# Tasks to complete
1. Do these statements agree with the yoga teaching tips? (a) The author has tried having a demonstrating buddy twice. (b) Demonstrating while talking is described as easy outdoors. (c) The author has some hearing loss. Answer yes or no for each, quoting the deciding words.
2. Can you reproduce everything in the yoga teaching tips from "There are a" down to "tips here :)"?
3. Could you carry the yoga teaching tips forward from their last line?

======== Text section ========

There are a few things/tips to consider for both Yoga Teachers and Yoga Receivers for YITP though, so I thought I'd share a few extra insider tips here :)
Tips for Yoga Teachers:Leading a YITP outside is an amazing and fulfilling experience. It also poses some interesting challenges.
- Projecting your Voice: It is *much* more difficult to hear your voice, instructions and suggestions with the wind, the sounds of the ocean and a wide open space for your voice to travel. Demonstrating while you talk becomes almost impossible; no one will hear you while your facing away in downward dog. YITP also attracts a more varied yogi, several who most certainly have some level of hearing loss (like yours truly, it's not just the wisest appearing among us with evidence of experienced life that may have hearing loss!). The best strategy? Project your voice (while protecting it!), face your yogis and:
- Have a demonstrating buddy next to you. I've done this twice, and although kinda weird (since I am far from a model asana practitioner) it does allow other yogis to see what the heck you're describing while permitting you to continue said describing. Just make sure you introduce why the demo buddy is there- otherwise it's a bit awkward
(who's the keener at the front???)

======== Available data ========

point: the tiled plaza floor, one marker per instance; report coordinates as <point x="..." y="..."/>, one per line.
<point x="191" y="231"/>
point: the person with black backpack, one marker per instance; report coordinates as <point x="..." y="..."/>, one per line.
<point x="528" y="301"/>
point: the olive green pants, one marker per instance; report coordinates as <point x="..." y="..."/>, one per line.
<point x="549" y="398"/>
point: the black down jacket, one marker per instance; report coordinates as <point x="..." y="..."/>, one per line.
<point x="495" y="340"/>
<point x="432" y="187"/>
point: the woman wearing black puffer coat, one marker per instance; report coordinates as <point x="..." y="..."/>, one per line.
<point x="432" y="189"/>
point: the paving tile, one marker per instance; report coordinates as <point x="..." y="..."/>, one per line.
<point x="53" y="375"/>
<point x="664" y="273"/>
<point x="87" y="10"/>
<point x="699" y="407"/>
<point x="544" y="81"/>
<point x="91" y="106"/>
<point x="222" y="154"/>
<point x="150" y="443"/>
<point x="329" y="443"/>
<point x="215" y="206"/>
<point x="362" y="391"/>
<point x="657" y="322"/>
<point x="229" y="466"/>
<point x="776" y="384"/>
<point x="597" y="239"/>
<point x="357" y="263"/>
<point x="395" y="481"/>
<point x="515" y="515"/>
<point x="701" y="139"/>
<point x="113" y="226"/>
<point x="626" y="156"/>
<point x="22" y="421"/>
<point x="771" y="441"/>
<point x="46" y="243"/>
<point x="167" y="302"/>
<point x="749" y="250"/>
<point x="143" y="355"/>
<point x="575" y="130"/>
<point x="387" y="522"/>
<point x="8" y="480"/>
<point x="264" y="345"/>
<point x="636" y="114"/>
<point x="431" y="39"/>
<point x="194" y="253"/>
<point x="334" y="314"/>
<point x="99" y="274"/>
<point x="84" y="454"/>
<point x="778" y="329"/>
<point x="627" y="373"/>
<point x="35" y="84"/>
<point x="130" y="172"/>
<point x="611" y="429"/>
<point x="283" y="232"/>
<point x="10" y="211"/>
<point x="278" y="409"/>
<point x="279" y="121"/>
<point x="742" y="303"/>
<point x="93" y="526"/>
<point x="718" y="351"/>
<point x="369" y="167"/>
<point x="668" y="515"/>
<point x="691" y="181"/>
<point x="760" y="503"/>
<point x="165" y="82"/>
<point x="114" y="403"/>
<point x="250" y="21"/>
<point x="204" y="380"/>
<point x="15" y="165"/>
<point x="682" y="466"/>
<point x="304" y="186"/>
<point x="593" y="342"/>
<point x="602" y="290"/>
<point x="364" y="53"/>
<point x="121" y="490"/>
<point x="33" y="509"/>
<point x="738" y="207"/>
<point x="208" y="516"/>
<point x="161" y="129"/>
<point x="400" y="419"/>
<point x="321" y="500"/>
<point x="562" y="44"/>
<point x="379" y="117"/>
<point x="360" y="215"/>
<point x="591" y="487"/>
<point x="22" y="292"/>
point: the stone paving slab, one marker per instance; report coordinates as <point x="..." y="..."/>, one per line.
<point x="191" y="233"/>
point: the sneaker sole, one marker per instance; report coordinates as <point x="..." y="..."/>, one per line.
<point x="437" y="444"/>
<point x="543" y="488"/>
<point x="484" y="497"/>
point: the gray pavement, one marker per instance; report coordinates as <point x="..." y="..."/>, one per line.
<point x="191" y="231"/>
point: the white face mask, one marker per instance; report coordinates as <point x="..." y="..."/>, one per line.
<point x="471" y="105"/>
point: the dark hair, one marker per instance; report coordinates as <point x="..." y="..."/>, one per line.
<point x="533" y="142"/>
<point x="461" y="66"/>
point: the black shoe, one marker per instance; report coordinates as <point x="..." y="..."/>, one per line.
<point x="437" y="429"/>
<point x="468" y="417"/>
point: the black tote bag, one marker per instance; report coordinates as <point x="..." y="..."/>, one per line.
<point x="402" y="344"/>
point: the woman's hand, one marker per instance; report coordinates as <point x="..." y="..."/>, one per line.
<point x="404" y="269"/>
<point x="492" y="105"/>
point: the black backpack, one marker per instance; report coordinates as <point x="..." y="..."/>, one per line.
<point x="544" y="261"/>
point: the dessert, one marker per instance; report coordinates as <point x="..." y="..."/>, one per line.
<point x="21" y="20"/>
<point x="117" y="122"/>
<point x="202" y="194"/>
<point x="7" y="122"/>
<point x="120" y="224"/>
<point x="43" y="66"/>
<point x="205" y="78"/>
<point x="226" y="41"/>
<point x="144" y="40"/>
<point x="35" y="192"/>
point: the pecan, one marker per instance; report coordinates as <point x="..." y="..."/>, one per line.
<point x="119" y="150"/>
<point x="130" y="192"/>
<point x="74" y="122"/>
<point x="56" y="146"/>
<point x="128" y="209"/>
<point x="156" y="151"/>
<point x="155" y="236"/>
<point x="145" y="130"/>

========

# Results of the exercise
1.
(a) Yes: "I've done this twice"
(b) No: "Demonstrating while you talk becomes almost impossible"
(c) Yes: "several who most certainly have some level of hearing loss (like yours truly"

2.
There are a few things/tips to consider for both Yoga Teachers and Yoga Receivers for YITP though, so I thought I'd share a few extra insider tips here :)

3.
- Reference Nature: We're outside- think about changing your spatial references from "the floor" or even "the mat" to "the earth, the ocean, the sun, the sky". It's one of the beautiful parts of practicing outside, remind people of that.
- Consider Nature: Think about the wind making balancing postures more difficult, the squishy grass making for non-solid bases in standing postures and the possibility for dog poo when arms out for supine twists. Balancing postures are often extremely challenging outside and it's nice to be reminded of the extra trickiness so as not to be too discouraged.
- Consider alternatives for Savasana: Laying out, face up to the sun for long minutes at the end of the practice may not be the most relaxing or comfortable (or safe!) end to a yoga practice. Maybe shorten your savasana, offer alternatives (seated meditation) and suggest that yogis cover their face. The end goal isn't laying on our backs, but integrating and absorbing our practice- however that may be.
- Leave out all "extras" that might detract from Nature: Music and technology is a big one. I've found that blocks and straps are nice, but practicing outside is really about connecting with Nature through yoga. The more "extras" we have, the less we're truly experiencing the natural moment.
- Please no pictures! True consent during a yoga practice isn't given. I know it looks really cool and we just want to share, but getting consent without pressuring the yogis to give it (no matter if you ask first- are they simply going to walk away after setting up their yoga mat?) is unlikely. Instead of experiencing the practice through a lens, take a breath and practice fully observing what you're having an urge to photograph and keep that in your memory to cherish.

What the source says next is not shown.